Reproduce the following material word for word, keeping every line unchanged.

====

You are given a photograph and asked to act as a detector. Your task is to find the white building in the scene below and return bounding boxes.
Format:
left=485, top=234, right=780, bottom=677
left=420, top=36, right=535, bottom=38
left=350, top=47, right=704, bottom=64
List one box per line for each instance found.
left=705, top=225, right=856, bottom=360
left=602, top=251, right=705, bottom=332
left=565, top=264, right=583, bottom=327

====

EXERCISE SOLUTION =
You are given a photograph and asked to act as a detector. Your task is to find the white building in the scene below and return bounding boxes.
Format:
left=485, top=234, right=780, bottom=677
left=420, top=36, right=535, bottom=38
left=350, top=47, right=704, bottom=64
List one box per line for each instance found.
left=705, top=225, right=856, bottom=360
left=602, top=251, right=705, bottom=332
left=565, top=264, right=583, bottom=327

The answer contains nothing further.